◆ Activity list:
(a) Using the text about the Baxter Theatre, answer these questions:
(i) In what year was the Baxter Theatre Centre opened?
(ii) Toward which festival were all proceeds from the Rolex Arts Weekend events to go?
(iii) Who appealed to the audience for financial support, and through what means?
(b) Pick up the text about the Baxter Theatre after its last sentence and carry it on.

The Baxter Theatre in Cape Town (Photo: Supplied)
Fundraising in times of crisis
The Baxter Theatre Centre was opened in 1977 and hosted multiracial shows during apartheid when it was taboo for people of different races to mix. It hosted productions that ranged from music, drama, opera, ballet and theatrical performances.
In February this year, they were chosen to host a series of public events which formed part of the Rolex Arts Weekend that saw talks, readings, exhibitions and performances from the likes of Yoyo Ma and Wole Soyinka. It was announced that all proceeds for the events would go towards The Baxter’s Zabalaza Festival. But, with theatres dependent on people physically gathering in groups to enjoy the shows, the current pandemic has taken its toll.
In an email letter, CEO and artistic director Lara Foot appealed to the audience for financial support.

◆ Given material:
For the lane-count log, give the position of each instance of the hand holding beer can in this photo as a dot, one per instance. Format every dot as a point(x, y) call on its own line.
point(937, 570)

◆ Answers in order:
(a)
(i) 1977
(ii) The Baxter's Zabalaza Festival
(iii) CEO and artistic director Lara Foot, through an email letter

(b)
"May I start by saying that I am cautiously reaching out to you, well aware of the context of our difficult times, both in our country and in the world. Not for a moment is my letter a priority, in comparison to the people of our country, who are in dire need of financial assistance."
She says the theatre’s sustainability was already in discussion with UCT, which funds some of its operational costs.
"Now, with the coronavirus pandemic, I don’t believe The Baxter will be fully operational again till next year and you can imagine how urgent this has become."
She points to the fact that, apart from the grant they receive from UCT, they get no funding from the Department of Sports, Arts and Culture, and do not qualify for funding from the National Lottery Commission.
Foot says she wants to accumulate 30 000 donors over the next year to each donate R30 a month or R360 a year.
This would amount to R10 800 000, which would be used to become self-sustainable, while also investing some of it into the Baxter's Permanent Endowment Fund.
Government funding is not enough
While The Baxter and Greatmore Studios demonstrate the difficult financial predicament of arts organisations, it appears that ones that are partly funded by the government are not fairing that much better. Iziko Museums of South Africa looks after 11 national museums in Cape Town, including the Slave Lodge and the South African National Gallery.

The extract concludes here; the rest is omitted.